[Stored data entries]
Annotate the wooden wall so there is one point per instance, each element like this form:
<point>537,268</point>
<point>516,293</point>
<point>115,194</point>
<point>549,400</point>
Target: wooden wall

*Required work*. Repeat these lines word for word.

*Response for this exercise*.
Annotate the wooden wall so there is one point per instance, each element like this form:
<point>537,268</point>
<point>516,293</point>
<point>115,194</point>
<point>549,400</point>
Target: wooden wall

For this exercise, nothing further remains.